START Material for this task

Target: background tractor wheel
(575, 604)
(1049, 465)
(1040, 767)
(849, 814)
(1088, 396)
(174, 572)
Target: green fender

END Material for this task

• [What you are asked to do] An exact copy of every entry is what's needed, so retype them all.

• [Exercise response]
Target: background tractor wheel
(575, 604)
(1049, 465)
(1040, 767)
(849, 814)
(1088, 396)
(174, 572)
Target: green fender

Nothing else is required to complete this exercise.